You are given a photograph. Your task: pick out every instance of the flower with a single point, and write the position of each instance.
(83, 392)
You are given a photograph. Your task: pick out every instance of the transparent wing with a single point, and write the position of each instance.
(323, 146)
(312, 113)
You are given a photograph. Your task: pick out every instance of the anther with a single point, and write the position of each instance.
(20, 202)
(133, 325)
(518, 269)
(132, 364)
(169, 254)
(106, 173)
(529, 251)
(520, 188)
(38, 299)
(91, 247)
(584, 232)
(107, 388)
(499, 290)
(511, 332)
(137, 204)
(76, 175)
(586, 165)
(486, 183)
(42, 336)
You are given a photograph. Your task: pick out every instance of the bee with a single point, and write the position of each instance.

--

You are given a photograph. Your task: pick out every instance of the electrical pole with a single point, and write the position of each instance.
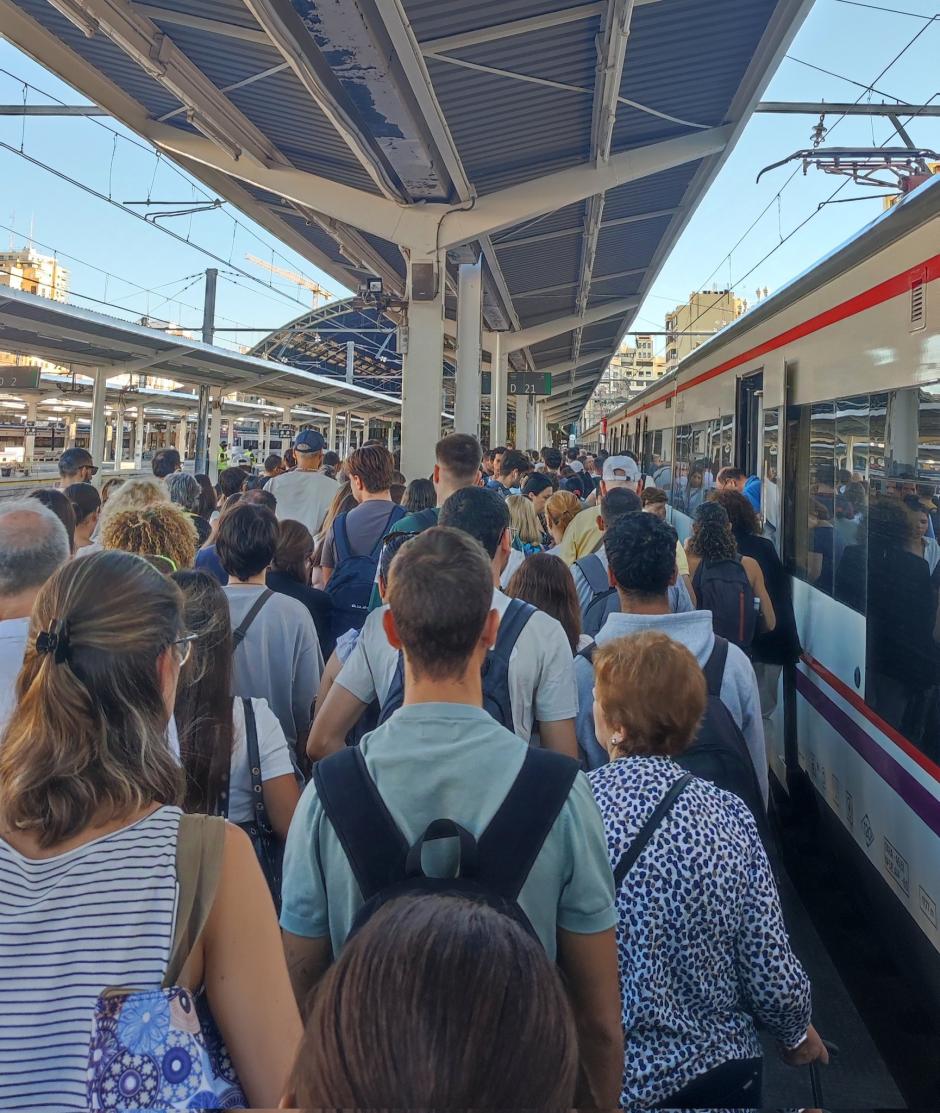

### Exercise
Of all the entries above, output exactly the lines between the one holding "of the anther" and the one holding "the bee with", inclusive.

### Result of the exercise
You are given a photograph. Your task: pick out every instance of the anther with a single point, and write the position of each instance.
(20, 202)
(133, 325)
(518, 269)
(132, 364)
(169, 254)
(106, 173)
(529, 251)
(520, 188)
(38, 299)
(91, 247)
(584, 232)
(107, 388)
(499, 290)
(511, 332)
(137, 204)
(76, 175)
(586, 165)
(486, 183)
(42, 336)
You are given a photograph. Your task: pick out every instance of the bee with a single point, and write the position of each instance.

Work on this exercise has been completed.